*** Opening of Records supplied ***
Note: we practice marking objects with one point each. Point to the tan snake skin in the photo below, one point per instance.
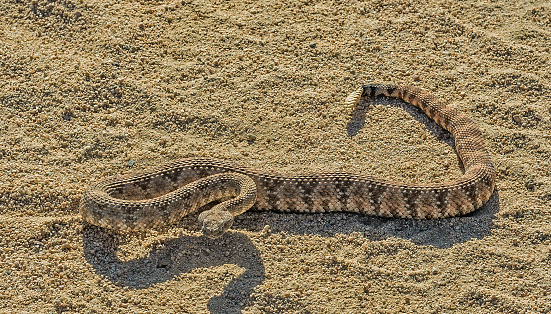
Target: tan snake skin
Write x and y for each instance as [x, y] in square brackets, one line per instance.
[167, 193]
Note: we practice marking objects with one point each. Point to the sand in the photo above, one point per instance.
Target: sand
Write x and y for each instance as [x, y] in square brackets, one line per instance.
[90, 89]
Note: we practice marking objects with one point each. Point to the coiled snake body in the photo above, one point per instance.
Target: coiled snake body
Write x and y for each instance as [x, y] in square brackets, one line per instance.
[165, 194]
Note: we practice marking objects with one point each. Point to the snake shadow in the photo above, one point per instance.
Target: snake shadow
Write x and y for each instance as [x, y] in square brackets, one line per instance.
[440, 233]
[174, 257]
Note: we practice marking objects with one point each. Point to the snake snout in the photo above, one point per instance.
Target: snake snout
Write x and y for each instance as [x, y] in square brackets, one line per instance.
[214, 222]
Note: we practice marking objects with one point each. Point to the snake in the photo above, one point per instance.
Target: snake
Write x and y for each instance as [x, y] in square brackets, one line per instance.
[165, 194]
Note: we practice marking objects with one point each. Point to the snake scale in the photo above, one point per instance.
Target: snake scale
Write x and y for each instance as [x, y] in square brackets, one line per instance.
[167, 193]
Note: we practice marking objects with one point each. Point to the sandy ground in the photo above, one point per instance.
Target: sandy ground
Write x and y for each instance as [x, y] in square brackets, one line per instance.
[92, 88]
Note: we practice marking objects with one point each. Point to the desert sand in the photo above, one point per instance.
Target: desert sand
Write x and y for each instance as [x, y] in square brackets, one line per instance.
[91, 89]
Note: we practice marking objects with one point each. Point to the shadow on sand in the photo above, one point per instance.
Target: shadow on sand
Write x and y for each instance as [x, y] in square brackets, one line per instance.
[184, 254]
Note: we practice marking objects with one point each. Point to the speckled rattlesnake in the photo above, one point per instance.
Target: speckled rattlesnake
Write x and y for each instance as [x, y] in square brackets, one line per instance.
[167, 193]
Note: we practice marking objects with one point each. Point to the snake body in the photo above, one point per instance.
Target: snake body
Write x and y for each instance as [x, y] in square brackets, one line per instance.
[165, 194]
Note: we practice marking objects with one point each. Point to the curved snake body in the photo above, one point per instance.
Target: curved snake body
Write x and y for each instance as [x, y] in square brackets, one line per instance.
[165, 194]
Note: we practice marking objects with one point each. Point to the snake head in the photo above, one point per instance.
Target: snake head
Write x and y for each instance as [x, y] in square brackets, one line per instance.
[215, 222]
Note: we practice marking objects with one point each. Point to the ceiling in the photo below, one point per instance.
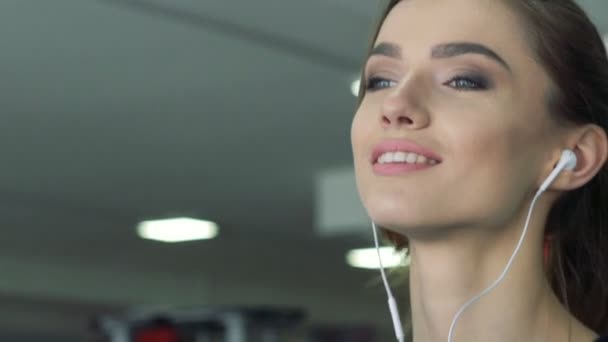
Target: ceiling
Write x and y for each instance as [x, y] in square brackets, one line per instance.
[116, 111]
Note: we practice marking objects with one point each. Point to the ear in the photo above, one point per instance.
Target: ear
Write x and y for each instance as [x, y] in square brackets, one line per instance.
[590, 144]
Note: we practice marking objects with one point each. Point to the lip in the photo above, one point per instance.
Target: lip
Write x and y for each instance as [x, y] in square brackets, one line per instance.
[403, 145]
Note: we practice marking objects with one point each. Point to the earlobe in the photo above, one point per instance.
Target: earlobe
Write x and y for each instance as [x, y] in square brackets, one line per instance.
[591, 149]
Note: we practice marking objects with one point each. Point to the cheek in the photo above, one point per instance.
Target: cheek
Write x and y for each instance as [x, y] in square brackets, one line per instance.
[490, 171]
*** Close of Records supplied ***
Exercise objective: Whenever a line holds "skin", it counts; state the total for the records and add nothing.

Written answer: 2